Phantom limb pain (PLP) is approximately a common condition after limb amputation, which potentially affects the quality of life. We aimed to evaluate anxiety and depression in patients with amputated limbs suffering from PLP and to compare these psychological dysfunctions with that of patients with non-phantom chronic pain.
A total number of 16 male amputees with PLP and 24 male age-matched patients with non-phantom chronic pain were recruited in this study, which was performed at Khatam-Al-Anbia Pain Clinic, Tehran, Iran. A validated Persian version of the hospital anxiety and depression scale (HADS) was used to compare two psychological dysfunctions – anxiety and depression – between the two groups of study.
The mean of total anxiety score was significantly lower in patients with PLP (8.00 ± 3.93 vs. 11.25 ± 5.23; P = 0.041) and the prevalence of anxiety caseness (HADS-A score ≥ 11) was also lower in the PLP group (25% vs. 58.3%; P = 0.112, power = 31.7%). The mean of total depression score was 7.69 ± 5.51 and 9.38 ± 6.11 in patients of PLP and chronic pain groups, respectively (P = 0.340, power = 15%). Consequently, the prevalence of depression caseness (HADS-D score ≥ 11) was lower in PLP patients (37.5% vs. 50%; P = 0.710, power = 8%).
Our results indicate that depression and anxiety are not more common in PLP patients, whereas they are more prevalent in subjects with non-phantom chronic pain. These lower levels of anxiety and depression in PLP compared with chronic pain is a new finding that needs to be evaluated further, which may lead to new insights into the pathogenesis of phantom pain in further studies.

- **BRIEF A**
In the phantom limb pain abstract, repeat the passage from "The mean of total anxiety" up to and including "power = 8%).".
- **BRIEF B**
Answer these questions from the phantom limb pain abstract:
(i) At which clinic was the study performed?
(ii) How many male amputees with phantom limb pain were recruited?
(iii) What was the prevalence of anxiety caseness in the phantom limb pain group?

[Records excerpted from a collection]
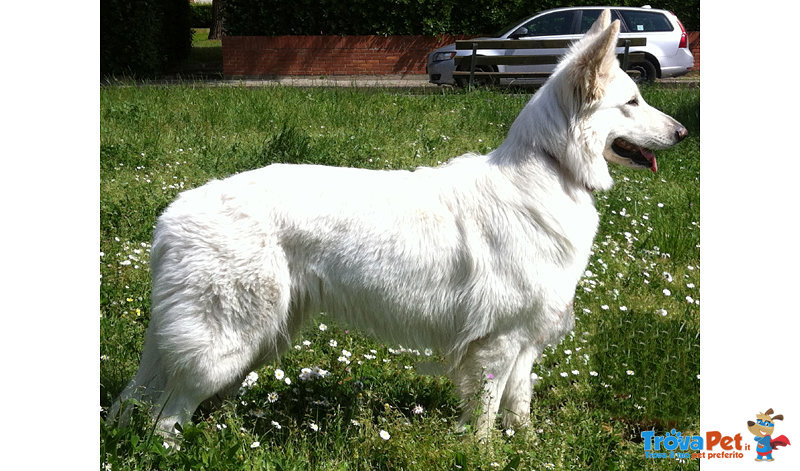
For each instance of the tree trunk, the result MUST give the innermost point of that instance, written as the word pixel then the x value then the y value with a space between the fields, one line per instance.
pixel 217 17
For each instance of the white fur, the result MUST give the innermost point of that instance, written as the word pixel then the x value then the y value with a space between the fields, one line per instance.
pixel 478 258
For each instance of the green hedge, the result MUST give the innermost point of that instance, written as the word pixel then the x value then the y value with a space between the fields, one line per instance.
pixel 142 38
pixel 400 17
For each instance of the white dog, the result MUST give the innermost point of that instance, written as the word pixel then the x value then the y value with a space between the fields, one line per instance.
pixel 478 258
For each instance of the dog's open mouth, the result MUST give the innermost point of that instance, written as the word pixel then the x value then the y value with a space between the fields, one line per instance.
pixel 637 154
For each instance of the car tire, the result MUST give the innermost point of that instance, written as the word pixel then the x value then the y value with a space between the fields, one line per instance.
pixel 647 71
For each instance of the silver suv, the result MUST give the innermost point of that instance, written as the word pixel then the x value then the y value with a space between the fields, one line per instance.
pixel 666 52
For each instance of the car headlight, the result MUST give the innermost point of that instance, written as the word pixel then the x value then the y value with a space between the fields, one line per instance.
pixel 443 56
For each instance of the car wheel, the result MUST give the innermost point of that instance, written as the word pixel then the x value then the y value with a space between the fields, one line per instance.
pixel 647 71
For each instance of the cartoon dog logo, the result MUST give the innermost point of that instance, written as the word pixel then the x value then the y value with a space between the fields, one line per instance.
pixel 762 428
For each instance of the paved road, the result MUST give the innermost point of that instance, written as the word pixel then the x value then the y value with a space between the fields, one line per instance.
pixel 377 81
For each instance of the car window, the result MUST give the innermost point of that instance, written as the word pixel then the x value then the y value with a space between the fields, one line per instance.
pixel 587 19
pixel 645 21
pixel 559 22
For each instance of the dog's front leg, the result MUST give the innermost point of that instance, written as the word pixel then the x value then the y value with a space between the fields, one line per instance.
pixel 516 403
pixel 482 377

- **TASK ANSWER A**
The mean of total anxiety score was significantly lower in patients with PLP (8.00 ± 3.93 vs. 11.25 ± 5.23; P = 0.041) and the prevalence of anxiety caseness (HADS-A score ≥ 11) was also lower in the PLP group (25% vs. 58.3%; P = 0.112, power = 31.7%). The mean of total depression score was 7.69 ± 5.51 and 9.38 ± 6.11 in patients of PLP and chronic pain groups, respectively (P = 0.340, power = 15%). Consequently, the prevalence of depression caseness (HADS-D score ≥ 11) was lower in PLP patients (37.5% vs. 50%; P = 0.710, power = 8%).

- **TASK ANSWER B**
(i) Khatam-Al-Anbia Pain Clinic, Tehran, Iran
(ii) 16
(iii) 25%